_Prompt_
Turn the lines below into a numbered list, leaving out any blank lines.

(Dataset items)
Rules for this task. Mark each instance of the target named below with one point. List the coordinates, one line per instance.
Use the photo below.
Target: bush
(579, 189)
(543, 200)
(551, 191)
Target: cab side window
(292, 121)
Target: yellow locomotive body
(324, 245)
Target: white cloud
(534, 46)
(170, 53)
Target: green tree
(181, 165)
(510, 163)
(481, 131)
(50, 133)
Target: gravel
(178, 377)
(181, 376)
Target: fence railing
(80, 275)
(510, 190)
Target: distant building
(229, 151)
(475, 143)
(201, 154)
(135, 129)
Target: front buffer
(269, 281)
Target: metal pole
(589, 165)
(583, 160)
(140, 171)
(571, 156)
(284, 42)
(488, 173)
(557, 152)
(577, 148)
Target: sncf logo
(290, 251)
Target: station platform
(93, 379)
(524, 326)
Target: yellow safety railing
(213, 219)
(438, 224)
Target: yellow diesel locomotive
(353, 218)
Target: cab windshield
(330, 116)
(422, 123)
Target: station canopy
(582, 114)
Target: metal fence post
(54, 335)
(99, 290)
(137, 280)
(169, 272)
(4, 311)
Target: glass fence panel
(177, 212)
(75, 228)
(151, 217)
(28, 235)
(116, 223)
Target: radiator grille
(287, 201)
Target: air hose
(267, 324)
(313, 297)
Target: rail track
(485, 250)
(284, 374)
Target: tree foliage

_Written answer_
1. Rules for this task. Mark each instance of the target named below with one point. List the coordinates, one line per instance.
2. Use the photo below.
3. Target: bush
4. (579, 189)
5. (543, 200)
6. (551, 191)
7. Target: cab side window
8. (292, 121)
9. Target: yellow locomotive body
10. (324, 245)
11. Target: white cloud
12. (534, 46)
13. (170, 53)
14. Target: green tree
15. (181, 165)
16. (510, 163)
17. (481, 131)
18. (50, 133)
19. Target: gravel
20. (178, 377)
21. (181, 376)
22. Target: fence railing
23. (80, 275)
24. (510, 190)
25. Target: distant building
26. (229, 151)
27. (475, 143)
28. (201, 154)
29. (135, 129)
30. Target: front buffer
31. (269, 281)
32. Target: metal pole
33. (589, 165)
34. (583, 160)
35. (140, 171)
36. (571, 156)
37. (284, 42)
38. (488, 173)
39. (557, 152)
40. (577, 148)
41. Target: sncf logo
42. (290, 251)
43. Target: station platform
44. (93, 379)
45. (524, 326)
46. Target: yellow safety railing
47. (213, 219)
48. (438, 224)
49. Target: yellow diesel locomotive
50. (353, 218)
51. Target: cab windshield
52. (330, 116)
53. (422, 123)
54. Target: station canopy
55. (582, 114)
56. Target: metal fence post
57. (54, 335)
58. (99, 290)
59. (137, 280)
60. (169, 272)
61. (4, 311)
62. Target: glass fence panel
63. (177, 212)
64. (75, 228)
65. (151, 217)
66. (28, 235)
67. (116, 223)
68. Target: radiator grille
69. (287, 201)
70. Target: air hose
71. (267, 324)
72. (313, 297)
73. Target: rail track
74. (485, 250)
75. (284, 374)
76. Target: tree foliage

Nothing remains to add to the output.